* _TASK TO CARRY OUT_
Find each line in the listing that contains the word "small" and copy those lines out in full.

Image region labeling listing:
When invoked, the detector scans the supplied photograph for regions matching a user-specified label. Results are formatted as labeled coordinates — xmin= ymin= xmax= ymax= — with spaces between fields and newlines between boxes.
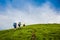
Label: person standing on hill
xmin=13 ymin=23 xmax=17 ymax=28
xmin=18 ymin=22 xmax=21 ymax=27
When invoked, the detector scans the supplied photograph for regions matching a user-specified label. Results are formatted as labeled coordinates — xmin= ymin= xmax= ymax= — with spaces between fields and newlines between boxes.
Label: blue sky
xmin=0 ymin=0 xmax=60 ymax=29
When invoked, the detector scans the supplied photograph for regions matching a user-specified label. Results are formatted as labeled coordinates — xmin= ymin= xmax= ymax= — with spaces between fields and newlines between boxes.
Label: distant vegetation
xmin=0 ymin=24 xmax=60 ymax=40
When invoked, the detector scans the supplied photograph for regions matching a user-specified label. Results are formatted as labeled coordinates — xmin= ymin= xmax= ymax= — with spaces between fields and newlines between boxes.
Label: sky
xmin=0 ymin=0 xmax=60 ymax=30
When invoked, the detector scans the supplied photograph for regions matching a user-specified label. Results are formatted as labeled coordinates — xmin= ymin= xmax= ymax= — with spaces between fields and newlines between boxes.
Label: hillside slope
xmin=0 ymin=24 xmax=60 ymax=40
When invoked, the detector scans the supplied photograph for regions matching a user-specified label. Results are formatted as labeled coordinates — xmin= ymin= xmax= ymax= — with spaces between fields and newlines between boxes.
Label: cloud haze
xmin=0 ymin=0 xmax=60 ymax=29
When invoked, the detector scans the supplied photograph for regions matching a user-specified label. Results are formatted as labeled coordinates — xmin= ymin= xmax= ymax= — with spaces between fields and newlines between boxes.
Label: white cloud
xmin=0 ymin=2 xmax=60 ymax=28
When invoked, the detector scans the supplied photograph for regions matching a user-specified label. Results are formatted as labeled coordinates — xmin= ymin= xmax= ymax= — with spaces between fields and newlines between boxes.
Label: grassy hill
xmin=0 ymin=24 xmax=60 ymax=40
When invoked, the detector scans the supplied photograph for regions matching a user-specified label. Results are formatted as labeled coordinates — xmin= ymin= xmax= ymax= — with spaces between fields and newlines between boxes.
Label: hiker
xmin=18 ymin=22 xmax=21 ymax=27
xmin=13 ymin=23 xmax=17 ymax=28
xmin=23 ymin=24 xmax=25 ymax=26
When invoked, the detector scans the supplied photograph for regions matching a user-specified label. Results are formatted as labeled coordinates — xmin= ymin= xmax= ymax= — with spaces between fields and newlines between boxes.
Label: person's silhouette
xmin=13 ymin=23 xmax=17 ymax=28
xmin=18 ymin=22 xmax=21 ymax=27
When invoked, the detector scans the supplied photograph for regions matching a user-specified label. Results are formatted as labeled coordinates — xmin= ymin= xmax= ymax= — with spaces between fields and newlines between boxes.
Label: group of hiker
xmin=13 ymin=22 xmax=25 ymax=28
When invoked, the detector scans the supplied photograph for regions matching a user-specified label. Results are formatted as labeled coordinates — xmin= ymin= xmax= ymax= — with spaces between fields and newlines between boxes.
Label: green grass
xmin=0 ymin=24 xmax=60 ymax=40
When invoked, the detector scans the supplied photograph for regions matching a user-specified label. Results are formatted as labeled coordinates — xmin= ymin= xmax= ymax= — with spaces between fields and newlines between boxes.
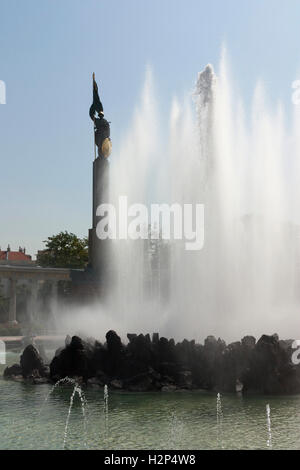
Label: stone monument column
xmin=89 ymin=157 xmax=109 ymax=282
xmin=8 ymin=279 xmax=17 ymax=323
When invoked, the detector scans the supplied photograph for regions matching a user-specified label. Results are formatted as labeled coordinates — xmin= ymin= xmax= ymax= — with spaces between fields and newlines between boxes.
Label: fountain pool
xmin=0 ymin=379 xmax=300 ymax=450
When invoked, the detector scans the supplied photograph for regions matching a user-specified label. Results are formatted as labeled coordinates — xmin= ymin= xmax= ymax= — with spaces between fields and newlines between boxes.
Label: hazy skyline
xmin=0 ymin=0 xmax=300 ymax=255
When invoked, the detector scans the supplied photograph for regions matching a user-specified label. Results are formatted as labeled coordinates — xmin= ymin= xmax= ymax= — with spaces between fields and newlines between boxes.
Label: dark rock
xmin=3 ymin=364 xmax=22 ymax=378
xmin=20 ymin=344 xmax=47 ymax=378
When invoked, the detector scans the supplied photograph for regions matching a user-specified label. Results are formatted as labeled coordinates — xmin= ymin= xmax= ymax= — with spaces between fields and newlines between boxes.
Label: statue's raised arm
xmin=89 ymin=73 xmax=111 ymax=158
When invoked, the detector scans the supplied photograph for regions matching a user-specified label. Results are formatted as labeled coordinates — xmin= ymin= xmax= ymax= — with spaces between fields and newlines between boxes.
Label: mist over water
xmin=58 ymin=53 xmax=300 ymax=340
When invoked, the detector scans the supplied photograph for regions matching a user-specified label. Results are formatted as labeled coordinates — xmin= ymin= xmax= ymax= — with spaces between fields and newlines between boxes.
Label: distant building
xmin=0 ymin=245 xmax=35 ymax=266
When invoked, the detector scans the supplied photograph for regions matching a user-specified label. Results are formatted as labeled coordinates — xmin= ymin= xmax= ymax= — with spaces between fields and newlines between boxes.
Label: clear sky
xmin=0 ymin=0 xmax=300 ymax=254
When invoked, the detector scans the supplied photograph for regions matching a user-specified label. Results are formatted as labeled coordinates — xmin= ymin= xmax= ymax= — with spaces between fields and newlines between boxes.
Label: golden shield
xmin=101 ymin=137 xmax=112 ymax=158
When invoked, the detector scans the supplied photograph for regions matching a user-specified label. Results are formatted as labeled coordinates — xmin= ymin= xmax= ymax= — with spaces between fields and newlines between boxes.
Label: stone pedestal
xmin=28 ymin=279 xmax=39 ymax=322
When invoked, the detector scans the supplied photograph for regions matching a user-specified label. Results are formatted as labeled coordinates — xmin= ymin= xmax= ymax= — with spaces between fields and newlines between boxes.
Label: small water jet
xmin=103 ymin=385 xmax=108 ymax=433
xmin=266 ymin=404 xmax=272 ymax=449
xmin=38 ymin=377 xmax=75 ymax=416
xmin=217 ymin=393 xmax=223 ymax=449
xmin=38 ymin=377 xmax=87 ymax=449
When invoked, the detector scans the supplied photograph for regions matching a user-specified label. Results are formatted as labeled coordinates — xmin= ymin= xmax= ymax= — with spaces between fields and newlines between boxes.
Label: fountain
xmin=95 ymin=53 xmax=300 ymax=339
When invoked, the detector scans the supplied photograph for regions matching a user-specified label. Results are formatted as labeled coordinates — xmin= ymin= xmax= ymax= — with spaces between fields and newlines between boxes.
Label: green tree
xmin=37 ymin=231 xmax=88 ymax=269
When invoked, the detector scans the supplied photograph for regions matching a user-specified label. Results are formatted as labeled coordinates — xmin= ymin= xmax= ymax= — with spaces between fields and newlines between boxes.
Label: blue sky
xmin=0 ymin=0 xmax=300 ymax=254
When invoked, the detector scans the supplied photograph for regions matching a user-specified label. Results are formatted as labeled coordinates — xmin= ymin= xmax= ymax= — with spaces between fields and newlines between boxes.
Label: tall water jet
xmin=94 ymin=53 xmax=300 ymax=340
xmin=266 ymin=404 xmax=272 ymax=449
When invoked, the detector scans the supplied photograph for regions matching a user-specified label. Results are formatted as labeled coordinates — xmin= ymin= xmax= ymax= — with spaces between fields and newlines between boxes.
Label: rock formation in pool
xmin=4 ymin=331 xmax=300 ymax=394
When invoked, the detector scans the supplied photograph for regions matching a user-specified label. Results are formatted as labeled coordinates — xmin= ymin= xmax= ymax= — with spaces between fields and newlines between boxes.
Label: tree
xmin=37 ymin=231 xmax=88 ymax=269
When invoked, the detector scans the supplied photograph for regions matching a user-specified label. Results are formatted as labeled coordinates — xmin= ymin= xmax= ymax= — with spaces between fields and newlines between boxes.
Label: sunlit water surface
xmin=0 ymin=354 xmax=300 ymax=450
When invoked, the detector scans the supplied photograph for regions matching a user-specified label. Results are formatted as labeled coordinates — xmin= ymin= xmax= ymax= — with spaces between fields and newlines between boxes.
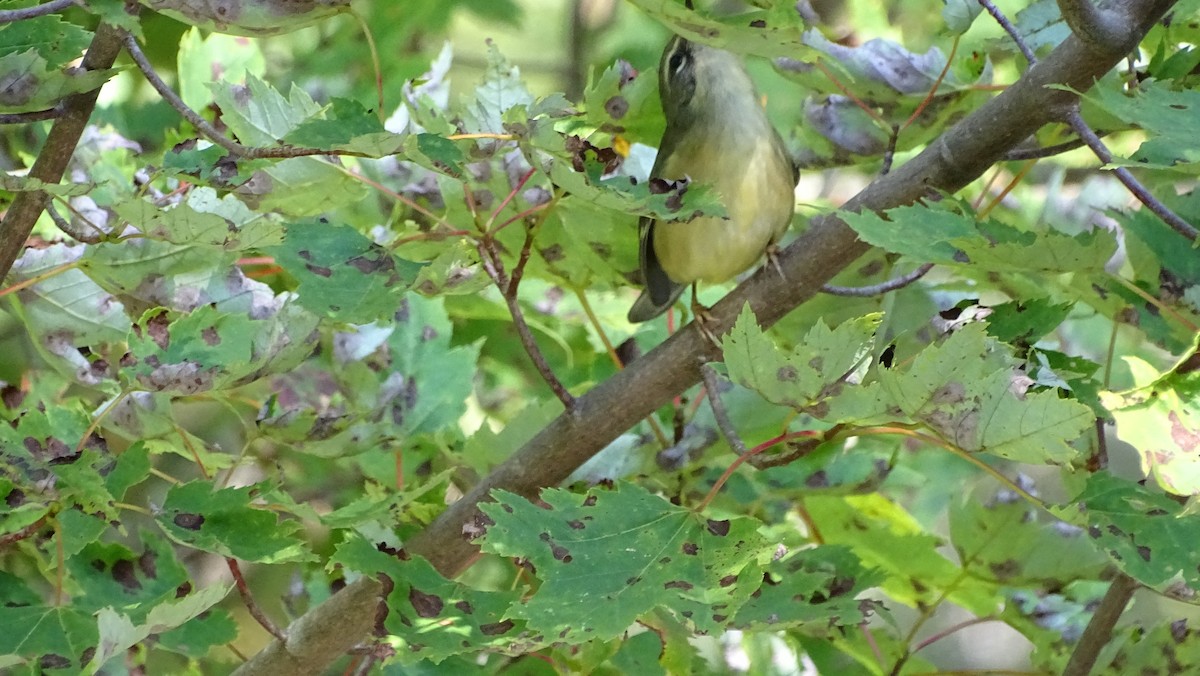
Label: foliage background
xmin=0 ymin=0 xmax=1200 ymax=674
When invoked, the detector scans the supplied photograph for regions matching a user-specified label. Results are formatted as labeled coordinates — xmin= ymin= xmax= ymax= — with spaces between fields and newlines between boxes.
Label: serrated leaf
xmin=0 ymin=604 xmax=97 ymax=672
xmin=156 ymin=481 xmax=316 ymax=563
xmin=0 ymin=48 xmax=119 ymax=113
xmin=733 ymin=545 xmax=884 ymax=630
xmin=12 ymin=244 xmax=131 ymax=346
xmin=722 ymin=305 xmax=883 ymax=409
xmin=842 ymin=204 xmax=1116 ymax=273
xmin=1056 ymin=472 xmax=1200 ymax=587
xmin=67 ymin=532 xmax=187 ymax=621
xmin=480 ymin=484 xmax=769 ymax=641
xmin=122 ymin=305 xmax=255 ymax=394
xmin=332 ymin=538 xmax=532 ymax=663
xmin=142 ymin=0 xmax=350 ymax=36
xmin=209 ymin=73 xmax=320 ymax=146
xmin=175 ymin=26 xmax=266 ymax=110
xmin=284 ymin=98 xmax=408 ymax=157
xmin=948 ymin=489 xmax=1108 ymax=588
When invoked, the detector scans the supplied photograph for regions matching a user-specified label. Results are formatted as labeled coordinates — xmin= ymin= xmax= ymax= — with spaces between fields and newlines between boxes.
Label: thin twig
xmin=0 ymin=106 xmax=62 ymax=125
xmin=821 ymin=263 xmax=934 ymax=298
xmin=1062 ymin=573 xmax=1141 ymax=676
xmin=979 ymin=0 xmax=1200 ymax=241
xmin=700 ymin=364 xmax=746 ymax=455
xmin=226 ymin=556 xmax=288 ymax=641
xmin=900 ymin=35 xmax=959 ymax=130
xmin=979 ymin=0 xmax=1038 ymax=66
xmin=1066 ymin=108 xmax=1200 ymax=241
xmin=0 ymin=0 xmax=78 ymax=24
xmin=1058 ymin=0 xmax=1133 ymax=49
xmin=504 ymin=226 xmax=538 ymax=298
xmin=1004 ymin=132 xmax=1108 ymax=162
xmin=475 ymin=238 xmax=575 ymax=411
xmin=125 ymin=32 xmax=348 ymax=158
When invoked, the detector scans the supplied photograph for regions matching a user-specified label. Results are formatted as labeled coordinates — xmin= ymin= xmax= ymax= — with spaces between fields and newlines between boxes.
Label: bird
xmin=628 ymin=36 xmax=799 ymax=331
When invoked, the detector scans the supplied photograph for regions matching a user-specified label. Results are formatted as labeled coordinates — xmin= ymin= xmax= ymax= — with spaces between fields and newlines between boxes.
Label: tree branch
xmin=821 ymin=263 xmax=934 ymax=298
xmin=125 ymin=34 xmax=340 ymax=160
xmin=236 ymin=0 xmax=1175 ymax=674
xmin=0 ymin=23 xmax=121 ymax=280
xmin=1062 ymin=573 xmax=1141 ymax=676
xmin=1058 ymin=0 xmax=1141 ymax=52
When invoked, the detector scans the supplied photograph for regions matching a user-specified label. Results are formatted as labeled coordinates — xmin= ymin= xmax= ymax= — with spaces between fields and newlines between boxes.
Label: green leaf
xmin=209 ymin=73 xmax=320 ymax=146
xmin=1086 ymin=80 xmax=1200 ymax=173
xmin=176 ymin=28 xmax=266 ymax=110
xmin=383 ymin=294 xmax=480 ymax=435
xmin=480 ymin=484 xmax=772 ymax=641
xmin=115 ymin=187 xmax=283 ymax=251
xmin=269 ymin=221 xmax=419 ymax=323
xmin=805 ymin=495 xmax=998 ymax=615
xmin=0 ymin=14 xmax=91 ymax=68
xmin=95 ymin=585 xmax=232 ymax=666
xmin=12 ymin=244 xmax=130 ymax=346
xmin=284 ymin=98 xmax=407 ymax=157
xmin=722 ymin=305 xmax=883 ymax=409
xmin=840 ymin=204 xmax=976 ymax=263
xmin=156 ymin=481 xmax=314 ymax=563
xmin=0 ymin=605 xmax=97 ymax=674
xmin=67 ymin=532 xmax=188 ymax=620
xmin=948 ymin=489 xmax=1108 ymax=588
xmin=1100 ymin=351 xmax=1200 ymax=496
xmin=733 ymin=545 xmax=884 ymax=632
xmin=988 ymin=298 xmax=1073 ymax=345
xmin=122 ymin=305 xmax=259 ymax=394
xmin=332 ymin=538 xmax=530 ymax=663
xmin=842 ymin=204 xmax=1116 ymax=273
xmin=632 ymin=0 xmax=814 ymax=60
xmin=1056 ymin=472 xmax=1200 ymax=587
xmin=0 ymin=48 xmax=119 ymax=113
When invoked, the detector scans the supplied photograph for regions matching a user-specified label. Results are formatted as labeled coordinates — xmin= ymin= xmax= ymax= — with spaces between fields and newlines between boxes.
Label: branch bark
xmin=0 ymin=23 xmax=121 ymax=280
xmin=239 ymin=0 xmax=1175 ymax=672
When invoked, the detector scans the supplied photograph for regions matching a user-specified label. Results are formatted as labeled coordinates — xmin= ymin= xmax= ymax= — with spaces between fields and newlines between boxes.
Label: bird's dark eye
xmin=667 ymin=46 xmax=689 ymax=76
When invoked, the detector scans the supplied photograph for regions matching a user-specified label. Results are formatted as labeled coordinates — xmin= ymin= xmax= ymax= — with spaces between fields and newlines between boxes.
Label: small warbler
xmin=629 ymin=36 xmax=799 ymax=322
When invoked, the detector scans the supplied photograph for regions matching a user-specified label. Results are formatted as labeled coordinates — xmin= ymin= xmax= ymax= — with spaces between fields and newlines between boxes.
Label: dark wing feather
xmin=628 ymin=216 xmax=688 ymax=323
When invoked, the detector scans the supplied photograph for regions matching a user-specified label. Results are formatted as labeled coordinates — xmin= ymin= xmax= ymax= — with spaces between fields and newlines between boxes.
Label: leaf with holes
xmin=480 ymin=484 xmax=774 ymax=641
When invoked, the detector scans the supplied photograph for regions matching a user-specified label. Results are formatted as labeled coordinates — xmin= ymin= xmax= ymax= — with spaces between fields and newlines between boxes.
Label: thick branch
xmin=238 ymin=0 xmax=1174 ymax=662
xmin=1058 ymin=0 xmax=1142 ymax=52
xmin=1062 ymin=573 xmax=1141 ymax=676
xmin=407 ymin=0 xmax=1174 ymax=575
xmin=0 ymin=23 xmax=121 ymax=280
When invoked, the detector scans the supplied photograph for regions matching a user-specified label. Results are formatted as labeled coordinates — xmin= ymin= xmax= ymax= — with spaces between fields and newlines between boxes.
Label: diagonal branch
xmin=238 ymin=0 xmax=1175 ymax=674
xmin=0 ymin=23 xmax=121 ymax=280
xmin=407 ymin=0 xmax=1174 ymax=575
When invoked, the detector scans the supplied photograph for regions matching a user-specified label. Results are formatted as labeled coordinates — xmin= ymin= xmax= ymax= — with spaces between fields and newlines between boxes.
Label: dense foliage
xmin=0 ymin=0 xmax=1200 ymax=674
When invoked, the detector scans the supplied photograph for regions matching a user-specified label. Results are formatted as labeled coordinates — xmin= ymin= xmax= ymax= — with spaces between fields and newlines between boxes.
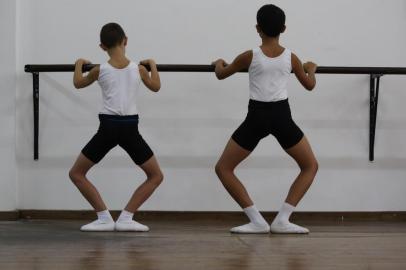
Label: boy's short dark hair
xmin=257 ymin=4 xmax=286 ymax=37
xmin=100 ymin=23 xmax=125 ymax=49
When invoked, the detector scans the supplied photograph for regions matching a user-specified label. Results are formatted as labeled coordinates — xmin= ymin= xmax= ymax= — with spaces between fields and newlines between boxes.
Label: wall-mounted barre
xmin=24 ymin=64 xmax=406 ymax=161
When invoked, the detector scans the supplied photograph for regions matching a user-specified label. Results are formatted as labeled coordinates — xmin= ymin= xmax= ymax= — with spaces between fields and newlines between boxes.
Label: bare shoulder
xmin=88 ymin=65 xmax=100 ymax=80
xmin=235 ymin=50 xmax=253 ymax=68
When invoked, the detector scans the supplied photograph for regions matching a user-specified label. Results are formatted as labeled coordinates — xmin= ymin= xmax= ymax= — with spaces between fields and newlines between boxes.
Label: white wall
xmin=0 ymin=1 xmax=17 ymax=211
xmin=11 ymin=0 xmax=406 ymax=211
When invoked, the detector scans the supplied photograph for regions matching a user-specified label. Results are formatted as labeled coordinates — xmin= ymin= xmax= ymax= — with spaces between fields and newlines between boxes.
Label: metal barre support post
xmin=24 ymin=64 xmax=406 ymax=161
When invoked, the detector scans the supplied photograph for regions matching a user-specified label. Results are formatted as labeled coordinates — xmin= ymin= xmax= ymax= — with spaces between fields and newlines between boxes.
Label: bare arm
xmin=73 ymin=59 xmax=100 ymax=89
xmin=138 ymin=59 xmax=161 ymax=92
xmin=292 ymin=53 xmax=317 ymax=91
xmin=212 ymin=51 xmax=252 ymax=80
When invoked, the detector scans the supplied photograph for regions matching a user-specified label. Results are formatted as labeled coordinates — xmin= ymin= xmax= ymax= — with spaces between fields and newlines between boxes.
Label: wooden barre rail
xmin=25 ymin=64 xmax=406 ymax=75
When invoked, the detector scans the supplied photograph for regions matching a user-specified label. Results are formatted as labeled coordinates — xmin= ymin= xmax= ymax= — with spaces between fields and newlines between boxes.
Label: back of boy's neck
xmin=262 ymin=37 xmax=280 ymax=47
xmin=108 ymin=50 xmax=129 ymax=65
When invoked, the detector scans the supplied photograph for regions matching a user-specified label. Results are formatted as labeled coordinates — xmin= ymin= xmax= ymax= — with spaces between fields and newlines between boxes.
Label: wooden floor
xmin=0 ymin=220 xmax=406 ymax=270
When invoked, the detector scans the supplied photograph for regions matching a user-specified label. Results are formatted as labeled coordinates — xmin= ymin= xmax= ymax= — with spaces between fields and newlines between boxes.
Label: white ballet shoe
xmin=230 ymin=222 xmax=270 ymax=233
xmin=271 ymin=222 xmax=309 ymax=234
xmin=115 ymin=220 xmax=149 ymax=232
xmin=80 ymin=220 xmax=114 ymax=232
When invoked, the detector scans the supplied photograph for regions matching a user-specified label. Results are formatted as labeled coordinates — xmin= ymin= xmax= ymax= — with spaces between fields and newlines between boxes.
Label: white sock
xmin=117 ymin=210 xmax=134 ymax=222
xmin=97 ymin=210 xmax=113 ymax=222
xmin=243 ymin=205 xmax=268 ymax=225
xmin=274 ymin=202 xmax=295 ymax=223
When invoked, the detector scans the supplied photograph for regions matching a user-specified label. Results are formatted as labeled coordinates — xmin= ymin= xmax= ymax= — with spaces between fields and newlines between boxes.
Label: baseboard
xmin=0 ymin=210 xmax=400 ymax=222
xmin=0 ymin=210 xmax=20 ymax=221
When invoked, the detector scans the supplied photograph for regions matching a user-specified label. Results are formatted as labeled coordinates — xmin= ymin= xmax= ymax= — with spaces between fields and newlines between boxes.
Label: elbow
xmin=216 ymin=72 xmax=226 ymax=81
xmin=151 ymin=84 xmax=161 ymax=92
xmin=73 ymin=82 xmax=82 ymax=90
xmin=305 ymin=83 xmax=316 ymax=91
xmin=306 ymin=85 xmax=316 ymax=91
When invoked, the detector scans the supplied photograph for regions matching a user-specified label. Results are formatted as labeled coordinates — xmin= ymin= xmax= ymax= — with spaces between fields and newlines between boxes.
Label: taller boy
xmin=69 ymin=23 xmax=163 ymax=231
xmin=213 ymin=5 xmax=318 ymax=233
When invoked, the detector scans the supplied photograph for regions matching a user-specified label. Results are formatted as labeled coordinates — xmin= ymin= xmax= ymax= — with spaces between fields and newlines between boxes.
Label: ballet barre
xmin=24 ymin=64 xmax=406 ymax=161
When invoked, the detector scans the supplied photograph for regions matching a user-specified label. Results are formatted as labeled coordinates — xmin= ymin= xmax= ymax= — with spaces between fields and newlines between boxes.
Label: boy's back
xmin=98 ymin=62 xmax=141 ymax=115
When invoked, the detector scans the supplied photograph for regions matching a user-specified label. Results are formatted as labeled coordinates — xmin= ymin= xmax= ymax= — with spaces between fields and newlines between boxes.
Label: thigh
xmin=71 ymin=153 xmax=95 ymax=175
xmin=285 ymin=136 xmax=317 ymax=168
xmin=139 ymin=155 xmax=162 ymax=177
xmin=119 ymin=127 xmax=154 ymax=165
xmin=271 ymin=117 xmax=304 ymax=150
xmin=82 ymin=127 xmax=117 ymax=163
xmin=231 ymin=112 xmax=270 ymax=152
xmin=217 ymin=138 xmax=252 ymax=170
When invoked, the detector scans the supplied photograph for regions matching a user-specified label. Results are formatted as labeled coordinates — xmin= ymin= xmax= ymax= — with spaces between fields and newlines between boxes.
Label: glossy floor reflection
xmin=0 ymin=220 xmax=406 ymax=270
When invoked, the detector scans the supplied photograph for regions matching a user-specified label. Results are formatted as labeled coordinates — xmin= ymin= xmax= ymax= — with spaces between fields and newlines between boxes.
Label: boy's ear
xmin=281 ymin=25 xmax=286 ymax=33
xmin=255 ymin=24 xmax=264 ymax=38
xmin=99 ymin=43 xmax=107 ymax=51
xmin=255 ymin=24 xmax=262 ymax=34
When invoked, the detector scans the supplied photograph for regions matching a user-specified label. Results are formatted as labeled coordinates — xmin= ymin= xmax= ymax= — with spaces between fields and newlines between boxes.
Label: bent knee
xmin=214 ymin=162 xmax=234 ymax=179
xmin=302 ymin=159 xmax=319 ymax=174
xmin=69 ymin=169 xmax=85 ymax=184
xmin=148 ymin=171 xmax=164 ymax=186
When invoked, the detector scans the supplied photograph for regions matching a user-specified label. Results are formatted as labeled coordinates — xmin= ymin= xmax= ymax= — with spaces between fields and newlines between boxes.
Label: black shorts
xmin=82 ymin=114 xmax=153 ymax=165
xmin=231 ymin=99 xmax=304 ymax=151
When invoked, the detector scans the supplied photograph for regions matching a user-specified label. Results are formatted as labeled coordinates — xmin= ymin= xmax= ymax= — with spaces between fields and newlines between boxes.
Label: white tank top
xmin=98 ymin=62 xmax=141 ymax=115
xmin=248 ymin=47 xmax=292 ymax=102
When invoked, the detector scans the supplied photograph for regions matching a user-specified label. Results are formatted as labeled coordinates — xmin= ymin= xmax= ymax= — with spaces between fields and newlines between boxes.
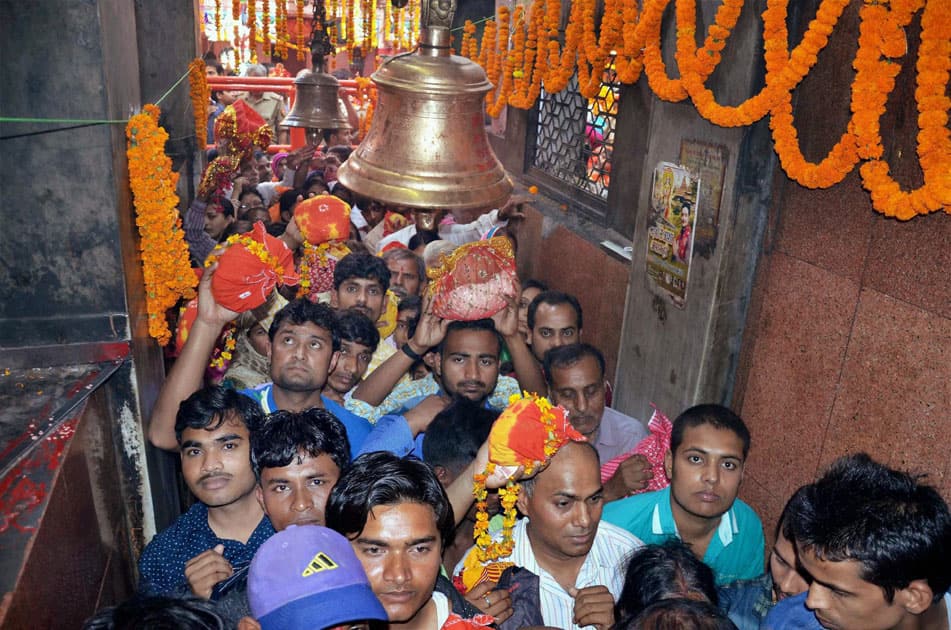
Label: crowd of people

* _REPLY TO THE EXERCISE_
Label: small water jet
Label: small warbler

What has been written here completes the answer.